Action item
From the entries, return every line where the string "cheek" shows up.
++++ Given records
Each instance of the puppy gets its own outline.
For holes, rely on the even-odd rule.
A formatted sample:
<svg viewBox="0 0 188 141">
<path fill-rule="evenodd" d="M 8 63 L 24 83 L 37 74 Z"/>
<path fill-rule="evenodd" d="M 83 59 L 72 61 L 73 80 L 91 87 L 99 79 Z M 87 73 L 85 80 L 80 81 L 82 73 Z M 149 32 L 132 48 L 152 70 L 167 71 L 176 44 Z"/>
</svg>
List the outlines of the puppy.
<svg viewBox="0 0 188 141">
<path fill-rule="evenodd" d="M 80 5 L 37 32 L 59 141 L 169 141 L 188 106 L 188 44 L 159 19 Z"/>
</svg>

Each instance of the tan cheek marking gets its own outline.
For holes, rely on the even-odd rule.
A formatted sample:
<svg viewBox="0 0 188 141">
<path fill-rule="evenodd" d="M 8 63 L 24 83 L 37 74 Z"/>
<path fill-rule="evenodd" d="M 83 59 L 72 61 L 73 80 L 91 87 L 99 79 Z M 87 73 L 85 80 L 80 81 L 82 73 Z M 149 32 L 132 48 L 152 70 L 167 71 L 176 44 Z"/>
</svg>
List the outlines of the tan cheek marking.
++++++++
Written response
Each instance of the tan cheek marking gets its own outline.
List the outlines of the tan cheek marking.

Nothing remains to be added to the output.